ASSIGNMENT =>
Using the listing below, set down exactly the lines starting at the line that contains "x=221, y=28" and ending at the line that contains "x=173, y=164", both included, and no others.

MATERIALS PROVIDED =>
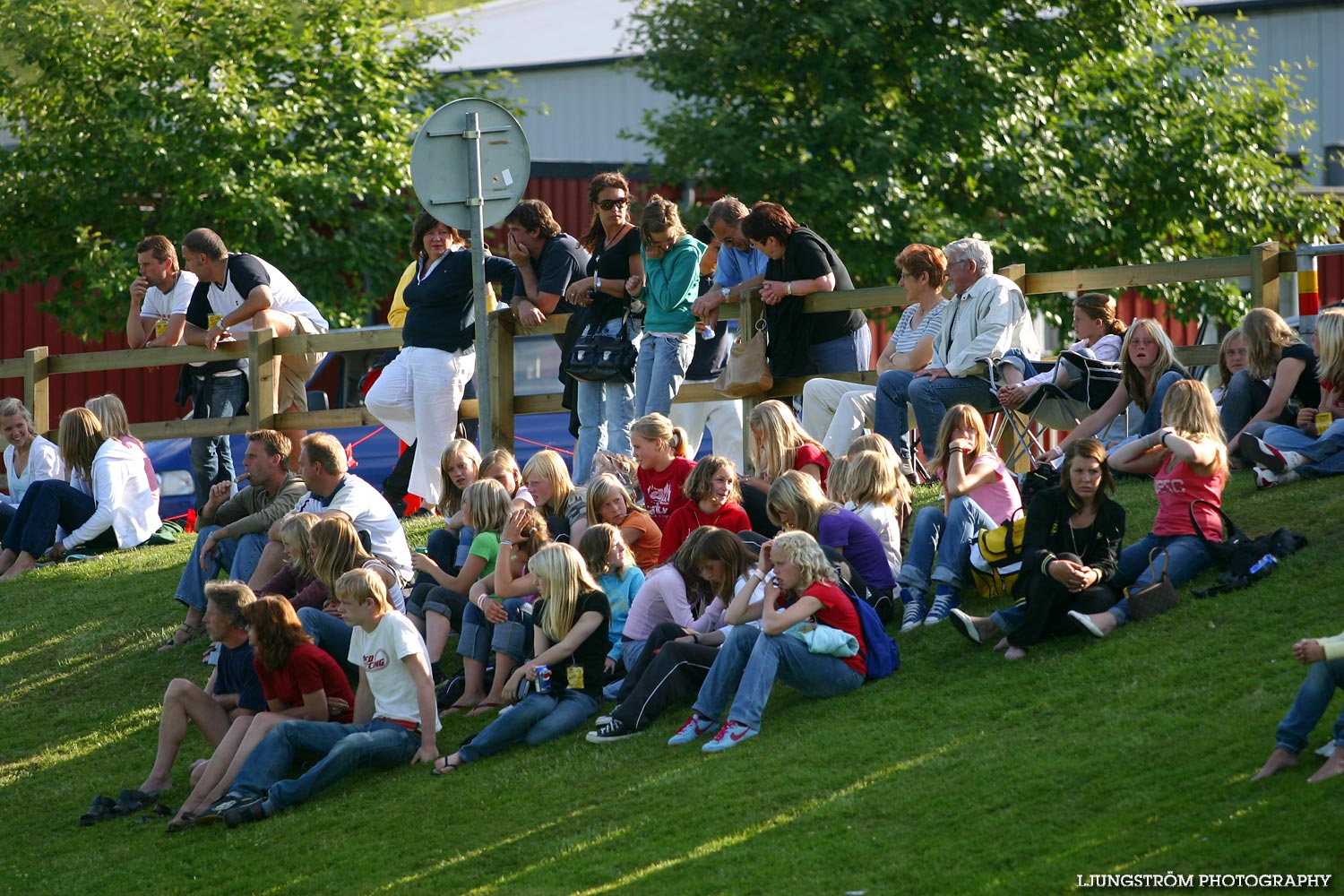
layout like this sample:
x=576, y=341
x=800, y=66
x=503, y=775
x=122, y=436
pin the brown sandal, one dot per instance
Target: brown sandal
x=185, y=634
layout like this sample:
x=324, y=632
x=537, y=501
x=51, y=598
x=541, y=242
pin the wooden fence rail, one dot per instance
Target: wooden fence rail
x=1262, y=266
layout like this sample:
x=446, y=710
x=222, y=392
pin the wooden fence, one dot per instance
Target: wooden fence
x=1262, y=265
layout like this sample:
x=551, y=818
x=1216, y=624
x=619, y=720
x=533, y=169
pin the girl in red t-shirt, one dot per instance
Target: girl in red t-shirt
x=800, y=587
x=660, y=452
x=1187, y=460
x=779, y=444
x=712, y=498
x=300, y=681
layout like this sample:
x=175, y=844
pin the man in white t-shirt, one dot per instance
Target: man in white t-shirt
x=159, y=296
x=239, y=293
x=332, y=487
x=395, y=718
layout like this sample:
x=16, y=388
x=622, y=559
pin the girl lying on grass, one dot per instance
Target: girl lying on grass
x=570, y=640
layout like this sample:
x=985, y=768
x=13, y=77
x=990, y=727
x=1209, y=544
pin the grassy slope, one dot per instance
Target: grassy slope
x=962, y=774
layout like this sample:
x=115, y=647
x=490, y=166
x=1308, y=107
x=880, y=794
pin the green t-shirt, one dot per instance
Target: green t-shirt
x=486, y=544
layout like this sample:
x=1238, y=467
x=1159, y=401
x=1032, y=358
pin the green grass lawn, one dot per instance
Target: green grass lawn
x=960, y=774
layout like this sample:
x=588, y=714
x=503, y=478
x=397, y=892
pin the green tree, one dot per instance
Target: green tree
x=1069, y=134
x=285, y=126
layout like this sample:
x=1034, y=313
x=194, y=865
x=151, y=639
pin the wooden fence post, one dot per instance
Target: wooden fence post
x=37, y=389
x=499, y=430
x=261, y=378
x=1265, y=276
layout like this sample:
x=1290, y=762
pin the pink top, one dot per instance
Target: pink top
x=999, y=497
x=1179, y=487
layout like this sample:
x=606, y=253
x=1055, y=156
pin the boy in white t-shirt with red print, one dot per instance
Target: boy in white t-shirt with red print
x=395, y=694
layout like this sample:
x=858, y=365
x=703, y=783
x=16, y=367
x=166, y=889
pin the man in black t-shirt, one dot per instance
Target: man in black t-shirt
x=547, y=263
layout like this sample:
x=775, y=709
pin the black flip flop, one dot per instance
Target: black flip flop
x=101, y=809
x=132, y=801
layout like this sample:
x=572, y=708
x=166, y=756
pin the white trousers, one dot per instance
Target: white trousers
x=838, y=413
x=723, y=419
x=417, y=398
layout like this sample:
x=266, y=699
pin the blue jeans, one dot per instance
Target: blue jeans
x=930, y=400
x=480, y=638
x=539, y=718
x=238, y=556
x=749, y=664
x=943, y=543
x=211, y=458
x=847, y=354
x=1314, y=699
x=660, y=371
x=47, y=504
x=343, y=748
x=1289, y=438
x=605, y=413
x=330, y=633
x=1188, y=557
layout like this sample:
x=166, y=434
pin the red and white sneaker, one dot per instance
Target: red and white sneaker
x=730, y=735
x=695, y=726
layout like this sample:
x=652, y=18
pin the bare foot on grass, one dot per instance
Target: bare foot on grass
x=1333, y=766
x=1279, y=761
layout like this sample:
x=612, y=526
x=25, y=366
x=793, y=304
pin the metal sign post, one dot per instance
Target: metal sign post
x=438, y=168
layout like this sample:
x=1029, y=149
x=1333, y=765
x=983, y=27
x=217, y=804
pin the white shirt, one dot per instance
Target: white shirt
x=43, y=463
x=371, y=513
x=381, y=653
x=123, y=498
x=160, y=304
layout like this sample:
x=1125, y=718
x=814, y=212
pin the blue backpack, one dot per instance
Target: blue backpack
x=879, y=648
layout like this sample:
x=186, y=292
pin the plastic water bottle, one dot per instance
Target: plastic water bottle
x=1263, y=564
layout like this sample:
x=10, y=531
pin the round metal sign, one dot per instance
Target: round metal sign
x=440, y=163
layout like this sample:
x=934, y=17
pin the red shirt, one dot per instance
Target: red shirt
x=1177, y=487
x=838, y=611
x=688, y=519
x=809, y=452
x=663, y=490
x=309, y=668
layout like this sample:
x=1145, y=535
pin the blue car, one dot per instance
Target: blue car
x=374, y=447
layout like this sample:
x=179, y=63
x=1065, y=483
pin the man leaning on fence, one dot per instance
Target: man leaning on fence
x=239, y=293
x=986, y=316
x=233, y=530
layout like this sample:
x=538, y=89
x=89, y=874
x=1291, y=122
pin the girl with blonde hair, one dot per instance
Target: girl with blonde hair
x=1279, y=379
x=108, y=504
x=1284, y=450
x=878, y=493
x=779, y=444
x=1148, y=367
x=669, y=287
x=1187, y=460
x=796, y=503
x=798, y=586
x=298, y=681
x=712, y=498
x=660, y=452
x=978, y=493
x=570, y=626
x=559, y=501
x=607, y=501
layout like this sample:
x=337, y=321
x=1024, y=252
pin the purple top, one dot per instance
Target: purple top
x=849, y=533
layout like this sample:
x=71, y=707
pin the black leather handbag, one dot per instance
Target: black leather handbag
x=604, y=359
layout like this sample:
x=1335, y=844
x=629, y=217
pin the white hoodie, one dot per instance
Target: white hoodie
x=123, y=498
---
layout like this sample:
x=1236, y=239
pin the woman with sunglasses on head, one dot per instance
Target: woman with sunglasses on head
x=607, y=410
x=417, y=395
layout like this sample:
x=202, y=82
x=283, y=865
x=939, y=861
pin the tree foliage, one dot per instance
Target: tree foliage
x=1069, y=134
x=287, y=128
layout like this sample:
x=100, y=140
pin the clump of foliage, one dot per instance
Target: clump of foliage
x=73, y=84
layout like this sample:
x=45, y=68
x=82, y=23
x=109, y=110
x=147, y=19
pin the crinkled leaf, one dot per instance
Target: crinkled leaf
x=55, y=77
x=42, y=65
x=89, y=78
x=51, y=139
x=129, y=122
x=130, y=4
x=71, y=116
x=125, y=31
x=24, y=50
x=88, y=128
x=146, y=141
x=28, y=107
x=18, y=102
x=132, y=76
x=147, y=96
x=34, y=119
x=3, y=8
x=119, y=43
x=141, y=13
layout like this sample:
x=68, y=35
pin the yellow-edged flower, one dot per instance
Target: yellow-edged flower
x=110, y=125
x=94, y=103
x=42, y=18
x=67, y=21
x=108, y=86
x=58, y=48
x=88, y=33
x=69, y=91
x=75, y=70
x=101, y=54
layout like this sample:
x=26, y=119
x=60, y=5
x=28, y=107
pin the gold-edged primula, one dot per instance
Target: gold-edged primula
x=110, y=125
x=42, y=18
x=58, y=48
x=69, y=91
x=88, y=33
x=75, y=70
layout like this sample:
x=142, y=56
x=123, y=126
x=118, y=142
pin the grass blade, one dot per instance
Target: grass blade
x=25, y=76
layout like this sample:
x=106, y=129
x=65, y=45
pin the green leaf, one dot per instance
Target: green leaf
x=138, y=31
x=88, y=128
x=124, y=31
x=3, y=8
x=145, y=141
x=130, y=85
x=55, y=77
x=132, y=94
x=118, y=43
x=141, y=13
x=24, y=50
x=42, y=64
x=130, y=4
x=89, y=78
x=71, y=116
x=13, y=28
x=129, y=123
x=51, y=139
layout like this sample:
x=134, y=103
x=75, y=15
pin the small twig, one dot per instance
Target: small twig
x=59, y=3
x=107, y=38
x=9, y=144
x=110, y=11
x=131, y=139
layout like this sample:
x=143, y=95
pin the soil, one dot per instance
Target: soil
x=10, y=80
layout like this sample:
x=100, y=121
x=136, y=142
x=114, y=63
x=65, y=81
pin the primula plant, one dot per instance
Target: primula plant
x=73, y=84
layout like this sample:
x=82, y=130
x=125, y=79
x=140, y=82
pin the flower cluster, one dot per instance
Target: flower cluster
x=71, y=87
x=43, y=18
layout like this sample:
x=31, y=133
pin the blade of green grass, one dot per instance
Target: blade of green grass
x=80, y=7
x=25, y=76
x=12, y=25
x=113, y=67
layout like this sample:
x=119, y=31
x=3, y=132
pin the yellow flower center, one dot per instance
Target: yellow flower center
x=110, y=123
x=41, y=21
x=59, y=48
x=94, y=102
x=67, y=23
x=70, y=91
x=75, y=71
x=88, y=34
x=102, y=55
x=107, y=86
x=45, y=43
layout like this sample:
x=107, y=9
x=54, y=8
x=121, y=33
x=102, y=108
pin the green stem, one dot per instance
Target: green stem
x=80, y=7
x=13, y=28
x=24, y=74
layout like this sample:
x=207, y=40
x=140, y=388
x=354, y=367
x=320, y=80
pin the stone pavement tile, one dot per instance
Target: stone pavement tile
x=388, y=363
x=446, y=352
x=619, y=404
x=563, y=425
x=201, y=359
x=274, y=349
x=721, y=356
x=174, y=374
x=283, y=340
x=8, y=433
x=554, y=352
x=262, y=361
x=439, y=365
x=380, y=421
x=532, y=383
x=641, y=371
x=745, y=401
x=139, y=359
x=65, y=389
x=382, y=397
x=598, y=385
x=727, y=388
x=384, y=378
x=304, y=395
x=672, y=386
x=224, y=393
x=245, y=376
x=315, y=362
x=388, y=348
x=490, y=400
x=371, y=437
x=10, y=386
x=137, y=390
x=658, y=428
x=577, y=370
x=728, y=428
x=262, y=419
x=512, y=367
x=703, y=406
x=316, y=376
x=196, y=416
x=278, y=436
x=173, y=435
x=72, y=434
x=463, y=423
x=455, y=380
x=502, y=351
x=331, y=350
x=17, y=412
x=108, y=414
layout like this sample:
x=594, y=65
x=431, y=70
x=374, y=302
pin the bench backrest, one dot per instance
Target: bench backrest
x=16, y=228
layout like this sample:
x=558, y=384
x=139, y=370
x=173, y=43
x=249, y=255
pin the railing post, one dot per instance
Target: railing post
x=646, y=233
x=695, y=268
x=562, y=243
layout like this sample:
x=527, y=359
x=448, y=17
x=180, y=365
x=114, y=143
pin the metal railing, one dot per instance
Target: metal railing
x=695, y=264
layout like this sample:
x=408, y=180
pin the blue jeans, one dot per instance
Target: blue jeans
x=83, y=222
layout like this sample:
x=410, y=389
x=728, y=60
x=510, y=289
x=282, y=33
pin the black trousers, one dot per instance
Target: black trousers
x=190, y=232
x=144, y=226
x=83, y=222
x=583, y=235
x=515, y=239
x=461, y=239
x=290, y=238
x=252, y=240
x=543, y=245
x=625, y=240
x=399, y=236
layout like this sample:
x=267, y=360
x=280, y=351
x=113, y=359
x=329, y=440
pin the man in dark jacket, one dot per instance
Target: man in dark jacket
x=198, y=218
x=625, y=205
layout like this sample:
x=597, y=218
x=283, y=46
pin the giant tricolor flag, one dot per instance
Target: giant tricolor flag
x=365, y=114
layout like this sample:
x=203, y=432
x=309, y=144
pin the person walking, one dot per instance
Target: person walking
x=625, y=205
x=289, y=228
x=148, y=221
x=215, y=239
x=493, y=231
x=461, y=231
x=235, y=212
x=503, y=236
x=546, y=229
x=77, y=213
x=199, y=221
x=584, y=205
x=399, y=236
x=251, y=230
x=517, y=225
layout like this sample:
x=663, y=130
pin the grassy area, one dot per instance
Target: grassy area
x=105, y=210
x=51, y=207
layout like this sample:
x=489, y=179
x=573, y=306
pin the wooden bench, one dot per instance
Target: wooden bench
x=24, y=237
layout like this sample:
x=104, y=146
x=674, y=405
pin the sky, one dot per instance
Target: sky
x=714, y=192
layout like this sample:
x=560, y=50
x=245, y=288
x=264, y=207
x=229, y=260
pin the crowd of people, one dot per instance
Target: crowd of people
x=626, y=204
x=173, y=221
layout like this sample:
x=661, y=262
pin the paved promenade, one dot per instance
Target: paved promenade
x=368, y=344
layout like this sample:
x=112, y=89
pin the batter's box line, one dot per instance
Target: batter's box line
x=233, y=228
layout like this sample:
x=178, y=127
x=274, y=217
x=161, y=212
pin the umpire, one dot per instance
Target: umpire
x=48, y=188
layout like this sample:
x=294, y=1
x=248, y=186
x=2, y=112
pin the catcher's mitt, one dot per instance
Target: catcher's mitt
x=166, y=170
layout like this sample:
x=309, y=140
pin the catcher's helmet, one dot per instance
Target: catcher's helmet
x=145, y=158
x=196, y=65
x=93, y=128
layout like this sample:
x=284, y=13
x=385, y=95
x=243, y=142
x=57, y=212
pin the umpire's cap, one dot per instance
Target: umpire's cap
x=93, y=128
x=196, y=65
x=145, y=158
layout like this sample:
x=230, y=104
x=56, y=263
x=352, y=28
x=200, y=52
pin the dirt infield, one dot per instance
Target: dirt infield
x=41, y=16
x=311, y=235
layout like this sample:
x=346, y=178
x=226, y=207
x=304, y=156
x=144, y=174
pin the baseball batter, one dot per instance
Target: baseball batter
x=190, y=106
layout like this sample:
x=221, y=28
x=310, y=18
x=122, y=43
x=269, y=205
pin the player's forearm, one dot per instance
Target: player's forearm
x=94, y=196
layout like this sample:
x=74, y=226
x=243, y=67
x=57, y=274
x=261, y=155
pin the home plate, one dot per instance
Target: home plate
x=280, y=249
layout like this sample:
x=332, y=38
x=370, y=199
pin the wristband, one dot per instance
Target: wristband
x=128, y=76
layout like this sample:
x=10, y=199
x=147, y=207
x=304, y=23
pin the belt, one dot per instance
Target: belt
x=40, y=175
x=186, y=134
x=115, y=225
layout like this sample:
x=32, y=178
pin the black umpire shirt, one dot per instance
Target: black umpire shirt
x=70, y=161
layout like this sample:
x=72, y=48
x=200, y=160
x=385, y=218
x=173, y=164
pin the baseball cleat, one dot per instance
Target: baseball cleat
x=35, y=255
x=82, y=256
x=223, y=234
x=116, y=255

TASK RESULT =>
x=221, y=28
x=310, y=18
x=122, y=43
x=269, y=205
pin the player's forearm, one dot per instance
Target: player's forearm
x=94, y=196
layout like this sample:
x=74, y=226
x=243, y=67
x=57, y=274
x=261, y=155
pin the home plate, one dot per instance
Target: home plate
x=280, y=249
layout like this sample:
x=332, y=38
x=370, y=199
pin the wristband, one dot per instance
Target: wristband
x=128, y=76
layout like this sample:
x=10, y=199
x=147, y=207
x=304, y=23
pin the belt, one dot per instance
Target: belt
x=40, y=175
x=186, y=134
x=115, y=225
layout like this sample:
x=32, y=178
pin the black umpire shirt, one dot per instance
Target: black umpire shirt
x=70, y=161
layout like this sample:
x=72, y=48
x=200, y=160
x=385, y=218
x=173, y=164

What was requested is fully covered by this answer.